◆ Aufgabe A: Nennen Sie alle Plattformen, die im folgenden Textauszug im Absatz mit dem Anfang „YouTube, Twitter und Facebook werden“ namentlich genannt werden.
◆ Aufgabe B: Geben Sie aus dem folgenden Textauszug alles von „von Christina Dinar“ bis hinunter zu „Plattformen bereichern kann.“ wortgetreu wieder.

◆ Ausgewählter Textauszug:
In Debatten über Plattformregulierung geht es oft nur um die ganz großen Player – Facebook, Google, Twitter. Im Vorfeld der Bundestagswahl 2021 nimmt ein interdisziplinäres Team des HBI nun auch kleinere und mittlere Online-Plattformen in den Focus und untersucht deren Umgang mit wahlkampfbezogenen Inhalten.
von Christina Dinar
YouTube, Twitter und Facebook werden fast synonym mit dem Begriff Social Media verwendet. Dabei gibt es viel mehr Akteure in diesem Feld, zahlreiche Plattformen und Foren, die neben den marktdominanten Akteuren eigene Communities um sich vereinen. Plattformen wie gutefrage.net, nebenan.de und weitere, sind Teil einer vielfältigen Landschaft von Plattform-Angeboten im deutschsprachigen Raum, aber bisher kaum erforscht. Hier liegt eine Menge ungehobenes Potential für innovative Zugänge zu Themen wie Content-Moderation und Community-Beteiligung, die die Diskussion über die Regulierung von großen Plattformen bereichern kann.
Im Rahmen des von Matthias C. Kettemann geleiteten Forschungsprojektes “Superwahljahr” untersucht ein interdisziplinäres Team am Leibniz-Institut für Medienforschung | Hans-Bredow-Institut, wie größere und kleinere Plattformen mit Parteien und der Wahlkampfkommunikation umgehen. Im Fokus der Erhebung steht sowohl der Umgang der Plattformen mit wahlkampfbezogenen Inhalten, als auch die allgemeine (Selbst-)Regulierung von Inhalten und die Inhaltemoderation. Diese Inhalte sind meist auf der Plattform eingestellte, benutzergenerierte Inhalte, die zugleich kommunikative Risiken und Herausforderungen darstellen.
Kleine und mittlere Plattformen
In der Debatte um sinnvolle Regeln für einen Onlinewahlkampf auf Social Media werden häufig nur Plattformen in den Blick genommen und diskutiert, die bereits einen sehr hohen Relevanzgrad für (politische) Öffentlichkeit(en) besitzen, wie z.B. Twitter, Facebook, YouTube und TikTok. Mit mehr als 2 Millionen im Inland registrierten Nutzer:innen fallen diese Plattformen in Deutschland unter das NetzDG und sind daher gesetzlich dazu verpflichtet, mit Blick auf strafrechtlich-relevante Inhalte nach einem gesetzlich vorgegebenen Meldeverfahren zu handeln.Kleinere und mittlere Social Media Plattformen fallen nicht unter solche gesetzlichen Verpflichtungen, dennoch führen sie eine Inhaltemoderation durch und entwickeln dafür eigene Policies – auch im Umgang mit wahlkampfbezogenen Inhalten. Diese häufig übersehenen, kleineren und mittleren Plattformen werden nun erstmals in Rahmen des Forschungsprojektes “Superwahljahr” in den Blick genommen und wissenschaftlich ausgewertet. Details zur Erhebung im Blogbeitrag "Mapping von kleinen, mittleren und Nischenplattformen online".

◆ Daten zur Analyse:
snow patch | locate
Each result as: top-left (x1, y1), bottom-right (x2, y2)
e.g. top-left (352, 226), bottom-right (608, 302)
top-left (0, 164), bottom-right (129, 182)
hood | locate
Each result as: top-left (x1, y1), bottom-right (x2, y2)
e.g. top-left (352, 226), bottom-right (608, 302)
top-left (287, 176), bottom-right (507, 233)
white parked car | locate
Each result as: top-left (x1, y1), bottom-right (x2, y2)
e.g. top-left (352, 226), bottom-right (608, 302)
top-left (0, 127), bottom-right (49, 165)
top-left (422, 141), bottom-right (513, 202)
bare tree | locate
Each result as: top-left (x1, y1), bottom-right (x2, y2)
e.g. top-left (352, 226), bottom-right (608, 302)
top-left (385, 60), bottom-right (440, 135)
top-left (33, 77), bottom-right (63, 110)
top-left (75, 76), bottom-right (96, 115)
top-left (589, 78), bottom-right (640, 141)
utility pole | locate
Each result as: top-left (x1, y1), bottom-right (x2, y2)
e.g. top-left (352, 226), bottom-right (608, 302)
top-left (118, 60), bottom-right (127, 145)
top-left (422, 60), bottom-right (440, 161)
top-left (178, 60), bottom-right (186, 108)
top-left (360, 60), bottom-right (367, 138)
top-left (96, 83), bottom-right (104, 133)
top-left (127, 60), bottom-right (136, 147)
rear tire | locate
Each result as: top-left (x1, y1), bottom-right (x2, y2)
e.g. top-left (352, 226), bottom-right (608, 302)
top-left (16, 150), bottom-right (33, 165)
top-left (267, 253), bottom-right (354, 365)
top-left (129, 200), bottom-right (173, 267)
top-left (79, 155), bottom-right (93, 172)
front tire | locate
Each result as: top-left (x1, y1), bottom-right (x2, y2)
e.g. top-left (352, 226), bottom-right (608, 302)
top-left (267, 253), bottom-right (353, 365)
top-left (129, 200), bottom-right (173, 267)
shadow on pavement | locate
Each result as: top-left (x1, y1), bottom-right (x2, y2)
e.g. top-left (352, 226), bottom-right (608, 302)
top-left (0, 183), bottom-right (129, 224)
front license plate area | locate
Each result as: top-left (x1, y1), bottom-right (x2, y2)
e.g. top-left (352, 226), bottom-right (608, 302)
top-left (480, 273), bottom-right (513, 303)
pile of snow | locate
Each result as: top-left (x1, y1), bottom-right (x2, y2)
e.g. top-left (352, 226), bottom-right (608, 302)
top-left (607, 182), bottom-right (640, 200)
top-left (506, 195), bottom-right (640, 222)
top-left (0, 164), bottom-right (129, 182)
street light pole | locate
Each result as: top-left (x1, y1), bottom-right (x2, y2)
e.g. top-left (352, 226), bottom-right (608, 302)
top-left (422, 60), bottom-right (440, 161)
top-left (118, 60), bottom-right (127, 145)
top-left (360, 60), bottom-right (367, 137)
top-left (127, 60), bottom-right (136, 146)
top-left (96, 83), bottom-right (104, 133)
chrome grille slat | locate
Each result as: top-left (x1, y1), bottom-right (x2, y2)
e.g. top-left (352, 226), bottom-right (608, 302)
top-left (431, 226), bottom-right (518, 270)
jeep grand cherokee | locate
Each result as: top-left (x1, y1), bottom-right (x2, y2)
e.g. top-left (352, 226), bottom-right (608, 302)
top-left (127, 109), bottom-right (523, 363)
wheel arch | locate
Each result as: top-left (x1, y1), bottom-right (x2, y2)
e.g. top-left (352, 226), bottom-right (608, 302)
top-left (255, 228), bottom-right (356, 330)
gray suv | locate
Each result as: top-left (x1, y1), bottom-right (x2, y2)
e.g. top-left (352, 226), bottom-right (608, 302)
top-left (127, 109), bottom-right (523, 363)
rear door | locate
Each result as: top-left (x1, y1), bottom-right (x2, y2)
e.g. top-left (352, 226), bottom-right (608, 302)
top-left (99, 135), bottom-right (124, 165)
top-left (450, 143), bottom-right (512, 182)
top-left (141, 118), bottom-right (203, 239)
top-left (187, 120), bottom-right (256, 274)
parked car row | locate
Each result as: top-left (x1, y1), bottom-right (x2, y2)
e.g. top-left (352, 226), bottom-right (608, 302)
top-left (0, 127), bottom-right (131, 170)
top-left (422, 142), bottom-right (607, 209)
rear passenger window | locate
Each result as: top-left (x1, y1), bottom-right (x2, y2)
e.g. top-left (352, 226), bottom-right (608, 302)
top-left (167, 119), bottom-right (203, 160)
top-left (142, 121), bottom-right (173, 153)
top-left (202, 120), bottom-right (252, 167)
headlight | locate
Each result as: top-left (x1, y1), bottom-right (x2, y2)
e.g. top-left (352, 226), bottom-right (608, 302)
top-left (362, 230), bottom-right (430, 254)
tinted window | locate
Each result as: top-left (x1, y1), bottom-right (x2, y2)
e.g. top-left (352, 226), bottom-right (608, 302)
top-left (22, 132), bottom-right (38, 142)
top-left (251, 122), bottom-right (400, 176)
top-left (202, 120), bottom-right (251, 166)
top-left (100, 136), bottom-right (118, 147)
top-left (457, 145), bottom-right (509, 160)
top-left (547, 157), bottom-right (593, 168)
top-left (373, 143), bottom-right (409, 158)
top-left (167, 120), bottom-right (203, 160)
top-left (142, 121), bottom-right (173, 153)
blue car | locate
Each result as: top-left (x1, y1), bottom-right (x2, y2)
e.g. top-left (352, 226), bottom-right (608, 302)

◆ Lösung A: YouTube, Twitter, Facebook, gutefrage.net, nebenan.de

◆ Lösung B:
von Christina Dinar
YouTube, Twitter und Facebook werden fast synonym mit dem Begriff Social Media verwendet. Dabei gibt es viel mehr Akteure in diesem Feld, zahlreiche Plattformen und Foren, die neben den marktdominanten Akteuren eigene Communities um sich vereinen. Plattformen wie gutefrage.net, nebenan.de und weitere, sind Teil einer vielfältigen Landschaft von Plattform-Angeboten im deutschsprachigen Raum, aber bisher kaum erforscht. Hier liegt eine Menge ungehobenes Potential für innovative Zugänge zu Themen wie Content-Moderation und Community-Beteiligung, die die Diskussion über die Regulierung von großen Plattformen bereichern kann.